[Object pointing dataset rows]
--- --- ---

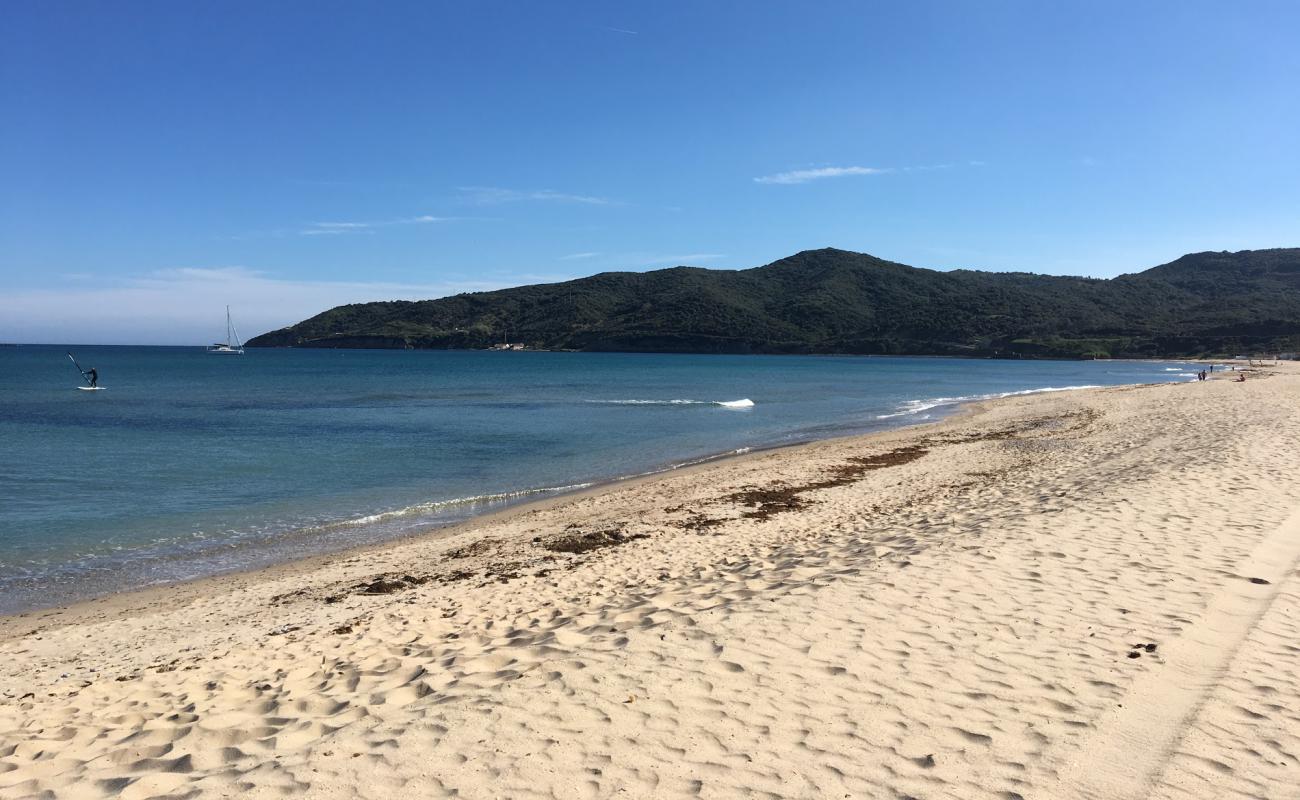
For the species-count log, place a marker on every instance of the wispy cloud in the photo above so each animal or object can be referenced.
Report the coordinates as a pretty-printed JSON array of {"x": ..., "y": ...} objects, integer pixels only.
[
  {"x": 680, "y": 259},
  {"x": 492, "y": 195},
  {"x": 804, "y": 176},
  {"x": 339, "y": 228}
]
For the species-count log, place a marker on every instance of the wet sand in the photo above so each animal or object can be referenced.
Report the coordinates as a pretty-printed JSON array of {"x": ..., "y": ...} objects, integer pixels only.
[{"x": 1090, "y": 593}]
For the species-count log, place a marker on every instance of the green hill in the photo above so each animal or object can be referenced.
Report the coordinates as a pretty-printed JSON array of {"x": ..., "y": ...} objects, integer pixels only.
[{"x": 833, "y": 301}]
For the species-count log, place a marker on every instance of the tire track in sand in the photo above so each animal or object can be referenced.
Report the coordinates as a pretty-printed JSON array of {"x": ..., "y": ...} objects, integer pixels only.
[{"x": 1130, "y": 748}]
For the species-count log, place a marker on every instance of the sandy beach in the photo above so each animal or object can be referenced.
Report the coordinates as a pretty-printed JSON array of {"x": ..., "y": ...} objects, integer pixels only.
[{"x": 1088, "y": 593}]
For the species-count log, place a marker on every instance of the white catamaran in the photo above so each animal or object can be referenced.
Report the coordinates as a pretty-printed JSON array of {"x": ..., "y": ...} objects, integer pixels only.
[{"x": 232, "y": 344}]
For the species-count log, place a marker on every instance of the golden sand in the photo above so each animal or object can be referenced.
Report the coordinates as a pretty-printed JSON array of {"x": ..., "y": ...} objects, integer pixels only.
[{"x": 1078, "y": 595}]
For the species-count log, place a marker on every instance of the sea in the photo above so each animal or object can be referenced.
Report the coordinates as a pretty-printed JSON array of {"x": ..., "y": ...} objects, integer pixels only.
[{"x": 190, "y": 463}]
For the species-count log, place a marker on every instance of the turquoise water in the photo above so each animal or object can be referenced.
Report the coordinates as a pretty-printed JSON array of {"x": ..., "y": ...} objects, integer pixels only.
[{"x": 190, "y": 463}]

--- --- ---

* _GIVEN INSTRUCTION_
Rewrite all the records with "species-count log" changed to "scene inventory" everywhere and everything else left as it is. Leave the pictures out of your answer.

* _SOLUTION BELOW_
For the scene inventory, place a marker on every instance of the wispy cloud in the photo above so each animal or object can be referenced.
Report the coordinates as a pretty-printed JSON array of {"x": ..., "y": ...} objects, integer pixels only.
[
  {"x": 680, "y": 259},
  {"x": 492, "y": 195},
  {"x": 804, "y": 176},
  {"x": 339, "y": 228}
]
For the scene inventory, place a marker on every instance of the wet sand in the photo above so each animal or object can be referenced.
Report the coordinates as a pretty-printed JSON array of {"x": ..., "y": ...} objects, integer pixels only.
[{"x": 1090, "y": 593}]
For the scene inventory, place a marker on every instance of the green hill in the photo above so each animal or object can be referenced.
Report the coordinates as a pretty-printed JSON array of {"x": ..., "y": ...} objects, integer pixels only.
[{"x": 833, "y": 301}]
For the scene inventory, place a marker on every instance of the tire track in sand in the photo above so each animal or object can be referenced.
Report the coordinates as a pretty-printed JSON array of {"x": ..., "y": ...} objects, integer pixels only.
[{"x": 1130, "y": 748}]
For the scene inventory, place a marker on every instance of the sandy beach in the photo above so each animal or object can be referenced.
Report the coordinates as a pretty-printed JSON array of {"x": ..., "y": ...} objects, integer pixels only.
[{"x": 1088, "y": 593}]
For the scene inventory, place a marker on every instance of the white catamaran in the photo above so each animal or object can be referenced.
Report the coordinates as a pretty-printed JSON array of {"x": ..., "y": ...} objects, integer pixels only.
[{"x": 232, "y": 344}]
For the scene inventory, place a marker on every instance of the golden sand in the photo above so each animal or object can be referenced.
Report the coordinates as a pretty-printed JSON array of {"x": ..., "y": ...} objects, integer pixels only.
[{"x": 1078, "y": 595}]
For the scene inventory, place a marker on every instance of the sea in the photo above so each animal or object can be referenced.
Report the coordinates as a pretty-printed JSON array of {"x": ..., "y": ...} objects, integer pixels only.
[{"x": 190, "y": 463}]
For the scene inventory, place a marker on every instance of the turquoise water in the photo above so each animal or object can be referenced.
Report the coordinates as a pretty-printed JSON array of {"x": ..., "y": ...} objects, integer pixels only.
[{"x": 190, "y": 463}]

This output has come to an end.